Passage to read »
*-*-*
Heritage is important. Before the embers were even cold at Notre-Dame Cathedral, modern secular architects were already salivating at the chance to redesign the building in a modern way They are so excited at the prospect of erasing another piece of western history and replacing it with something brutal, modern, and multicultural. The glories of multiculturalism and the phrase “diversity is our strength” are pushed relentlessly by schools, journalists, and politicians. This propaganda, however, merely masks the ongoing destruction of western culture. Diversity is not a strength, as anyone who has read Robert Putnam or Charles Murray will understand. Diversity stifles trust and cooperation within a group, because everyone has a different history and perspective. The word “nation” comes from the Latin word natio, which means “birth”. The essence of a nation is a group of people who share a common language, common history, common faith, common tradition, and a common worldview. People of different backgrounds can cooperate on a limited basis, and there is no reason for them not to be friendly with each other, but they have no basis for forming a community. It takes generations of people growing up in the same environment, sharing the same beliefs, and having the same experiences to form a nation. The first century of the United States saw the formation of a nation based upon mostly English heritage. In its second century, Italians, Germans, and Irish slowly assimilated, creating a slightly different nation. Over the last generation, however, diverse peoples from across the globe have come to America while retaining their own diverse heritages. America today is not a nation, but a country that encompasses many different nations, each with its own heritage, beliefs, and ways of life.
*-*-*
What is being asked » According to the passage on heritage, what five things does a group of people share to form the essence of a nation? The material after this passage comes from a separate source.
*-*-*
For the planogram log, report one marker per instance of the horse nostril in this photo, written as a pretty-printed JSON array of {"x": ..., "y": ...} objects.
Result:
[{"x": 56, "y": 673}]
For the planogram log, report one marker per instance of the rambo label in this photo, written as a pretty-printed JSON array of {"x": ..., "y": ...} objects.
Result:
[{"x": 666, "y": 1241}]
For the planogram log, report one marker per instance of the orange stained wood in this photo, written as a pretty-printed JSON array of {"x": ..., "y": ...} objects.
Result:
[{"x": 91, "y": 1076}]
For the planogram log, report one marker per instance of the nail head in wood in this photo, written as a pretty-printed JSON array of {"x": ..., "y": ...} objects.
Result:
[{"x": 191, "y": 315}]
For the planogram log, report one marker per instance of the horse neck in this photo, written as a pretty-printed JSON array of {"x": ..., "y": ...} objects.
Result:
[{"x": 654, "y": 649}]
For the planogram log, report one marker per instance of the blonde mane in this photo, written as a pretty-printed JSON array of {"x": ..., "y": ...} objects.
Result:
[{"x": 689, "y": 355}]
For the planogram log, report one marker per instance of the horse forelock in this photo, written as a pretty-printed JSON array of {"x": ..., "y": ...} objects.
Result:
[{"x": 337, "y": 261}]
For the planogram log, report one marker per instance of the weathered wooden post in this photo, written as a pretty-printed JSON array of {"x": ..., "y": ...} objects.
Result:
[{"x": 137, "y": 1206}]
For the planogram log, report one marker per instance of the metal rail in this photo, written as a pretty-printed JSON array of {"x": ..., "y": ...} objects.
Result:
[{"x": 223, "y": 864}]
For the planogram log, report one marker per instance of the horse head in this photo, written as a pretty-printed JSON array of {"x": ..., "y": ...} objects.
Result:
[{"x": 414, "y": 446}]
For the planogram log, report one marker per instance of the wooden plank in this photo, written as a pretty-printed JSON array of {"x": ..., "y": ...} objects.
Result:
*-*-*
Exercise answer »
- common language
- common history
- common faith
- common tradition
- common worldview